• Challenge
Your task is to repeat the entries underneath exactly, minus the pictures.

• Entries shown
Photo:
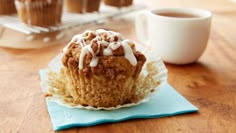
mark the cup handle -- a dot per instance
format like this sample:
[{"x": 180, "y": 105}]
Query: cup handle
[{"x": 141, "y": 26}]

• Written answer
Photo:
mark the cup handle -- a dot per instance
format like this sample:
[{"x": 180, "y": 105}]
Query: cup handle
[{"x": 141, "y": 26}]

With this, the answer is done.